Exceptional Items - - - -
Profit/(Loss) before tax (19112.22) (17602.85) (19112.22) (20822.59)
Tax Expenses - - - -
Profit/(Loss) after tax (19112.22) (17602.85) (19112.22) (20822.59)
Other Comprehensive Income (OCI) 5.01 3.69 5.01 3.69
Total comprehensive income for the year (19107.21) (17599.15) (19107.21) (20818.90)
Earnings Per Share Basic & Diluted (159.32) (146.74) (159.32) (173.58)

DIVIDEND:

Company has suffered huge losses during the year; hence Board has not recommended any dividend for the year ended 2023-24.

FINANCIAL AND OPERATIONAL PERFORMANCE

During the financial year 2023-24, on a standalone basis, the Company has earned revenues and there is other Income of Rs. 3.84 lacs represent mainly profit on sale of car. Previous year there was other income of Rs. 1.49 lacs. The net loss of company is Rs. (19107.21) lacs during the year as compared to previous year loss of Rs. (17599.15) lacs.

FIXED DEPOSITS

Your Company has not accepted any deposits in terms of Chapter V of the Companies Act, 2013 read with the Companies (Acceptance of Deposits) Rules, 2014, during the year under review.

PERFORMANCE OF SUBSIDIARY COMPANIES, OVERSEAS

The Company has two (2) overseas Subsidiary Companies, namely:

• Emmsons Gulf DMCC,

• Emmsons SA.

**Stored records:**
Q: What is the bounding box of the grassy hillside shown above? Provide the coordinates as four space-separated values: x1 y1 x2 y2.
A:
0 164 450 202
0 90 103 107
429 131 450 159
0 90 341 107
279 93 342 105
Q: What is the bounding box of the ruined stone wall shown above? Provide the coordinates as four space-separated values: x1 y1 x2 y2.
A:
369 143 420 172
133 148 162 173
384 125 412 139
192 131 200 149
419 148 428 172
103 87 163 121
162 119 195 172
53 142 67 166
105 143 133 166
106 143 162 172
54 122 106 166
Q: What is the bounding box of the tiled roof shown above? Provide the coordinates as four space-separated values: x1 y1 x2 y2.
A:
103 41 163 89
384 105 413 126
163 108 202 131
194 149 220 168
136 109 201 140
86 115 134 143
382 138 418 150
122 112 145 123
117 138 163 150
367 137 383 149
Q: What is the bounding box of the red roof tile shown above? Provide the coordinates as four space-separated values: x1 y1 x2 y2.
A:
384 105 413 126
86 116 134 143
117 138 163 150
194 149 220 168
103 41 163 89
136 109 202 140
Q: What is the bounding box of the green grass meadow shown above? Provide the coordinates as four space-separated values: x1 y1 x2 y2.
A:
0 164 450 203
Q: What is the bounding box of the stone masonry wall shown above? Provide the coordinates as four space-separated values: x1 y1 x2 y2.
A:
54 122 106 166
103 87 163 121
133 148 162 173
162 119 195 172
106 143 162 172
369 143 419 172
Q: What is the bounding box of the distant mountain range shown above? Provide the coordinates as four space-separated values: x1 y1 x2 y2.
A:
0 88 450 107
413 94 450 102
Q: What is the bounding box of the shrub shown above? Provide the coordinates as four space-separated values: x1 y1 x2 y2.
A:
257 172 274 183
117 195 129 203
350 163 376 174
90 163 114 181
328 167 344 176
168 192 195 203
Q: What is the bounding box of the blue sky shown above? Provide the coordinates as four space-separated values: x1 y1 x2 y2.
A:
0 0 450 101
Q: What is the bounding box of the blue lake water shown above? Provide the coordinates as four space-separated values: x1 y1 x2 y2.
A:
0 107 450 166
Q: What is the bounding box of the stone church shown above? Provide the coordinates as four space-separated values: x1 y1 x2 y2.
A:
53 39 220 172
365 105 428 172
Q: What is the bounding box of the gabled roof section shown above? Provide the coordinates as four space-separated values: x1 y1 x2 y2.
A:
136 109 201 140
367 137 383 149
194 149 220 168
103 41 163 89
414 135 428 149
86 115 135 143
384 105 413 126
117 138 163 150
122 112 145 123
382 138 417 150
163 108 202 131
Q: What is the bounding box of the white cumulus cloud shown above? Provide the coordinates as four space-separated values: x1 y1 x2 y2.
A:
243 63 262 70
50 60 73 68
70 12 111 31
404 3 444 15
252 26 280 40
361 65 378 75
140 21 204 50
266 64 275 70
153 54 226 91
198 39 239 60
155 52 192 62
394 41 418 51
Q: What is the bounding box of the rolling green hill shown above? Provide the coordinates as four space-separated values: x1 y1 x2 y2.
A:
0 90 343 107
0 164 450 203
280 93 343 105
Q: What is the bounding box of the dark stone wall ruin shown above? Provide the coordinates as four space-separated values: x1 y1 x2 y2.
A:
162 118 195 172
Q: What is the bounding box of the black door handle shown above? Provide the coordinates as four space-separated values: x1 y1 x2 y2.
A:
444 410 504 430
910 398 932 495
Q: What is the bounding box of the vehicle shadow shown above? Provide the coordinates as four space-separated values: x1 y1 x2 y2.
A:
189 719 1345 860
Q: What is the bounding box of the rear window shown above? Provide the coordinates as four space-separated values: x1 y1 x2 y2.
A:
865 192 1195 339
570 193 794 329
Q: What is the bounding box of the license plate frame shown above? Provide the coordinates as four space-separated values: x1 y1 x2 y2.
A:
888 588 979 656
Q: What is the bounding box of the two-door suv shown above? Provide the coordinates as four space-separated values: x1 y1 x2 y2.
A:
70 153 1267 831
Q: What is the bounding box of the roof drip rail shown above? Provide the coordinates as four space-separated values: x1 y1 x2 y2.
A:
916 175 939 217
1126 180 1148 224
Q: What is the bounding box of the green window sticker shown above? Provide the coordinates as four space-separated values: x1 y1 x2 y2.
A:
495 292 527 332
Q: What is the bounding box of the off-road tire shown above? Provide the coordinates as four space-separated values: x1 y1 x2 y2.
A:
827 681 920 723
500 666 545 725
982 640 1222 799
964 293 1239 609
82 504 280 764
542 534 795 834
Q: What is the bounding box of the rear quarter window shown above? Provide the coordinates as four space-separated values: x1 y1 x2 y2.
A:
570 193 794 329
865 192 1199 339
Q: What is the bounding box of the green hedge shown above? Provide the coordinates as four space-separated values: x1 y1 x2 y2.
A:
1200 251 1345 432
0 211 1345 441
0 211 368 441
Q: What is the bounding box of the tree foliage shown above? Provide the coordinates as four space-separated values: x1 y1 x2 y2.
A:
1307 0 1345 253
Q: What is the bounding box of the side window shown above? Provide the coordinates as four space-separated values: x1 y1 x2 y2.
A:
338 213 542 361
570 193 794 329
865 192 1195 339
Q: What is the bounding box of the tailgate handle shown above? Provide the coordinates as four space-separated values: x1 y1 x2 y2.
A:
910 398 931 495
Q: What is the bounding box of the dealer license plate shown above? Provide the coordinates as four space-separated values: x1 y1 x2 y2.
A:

**What you will do:** Continue the annual report excerpt on the company's financial results, picking up after its last line.

**Answer to this problem:**
Emmsons Gulf DMCC:

The business of the Company's subsidiary Emmsons Gulf DMCC was also affected adversely. The Company has not made any financial transactions during the FY 2023-24 and has further represented that because of deep financial crunch, no staff was employed by them to prepare year ending financial statements.

Emmsons S.A:

The business of the Company's subsidiary Emmsons S.A. was also affected adversely. The Company has not made any financial transactions during the EY. 2023-24 and has further represented that because of deep financial crunch, no staff was employed by them to prepare year ending financial statements.

In accordance with the Companies Act, 2013, the Audited Consolidated Financial Statements is provided in the Annual Report and performances of the subsidiary companies are attached in AOC-1 to this report.

CHANGE IN THE NATURE OF BUSINESS, IF ANY

During the year under review, the Company has not changed the nature of its business.

MEETINGS OF BOARD OF DIRECTORS

Seven meetings of the Board of Directors were held during the year and the intervening gap between any two meetings was within the period prescribed under Companies Act, 2013. For further details, please refer report on Corporate Governance forming part of Annual Report.

DIRECTORS

In accordance with the Articles of Association of the Company, Mr. Rajesh Monga retires by rotation at this Annual General Meeting and is eligible for re-appointment. The Board recommends his appointment for the consideration of members of the Company at ensuing Annual General Meeting.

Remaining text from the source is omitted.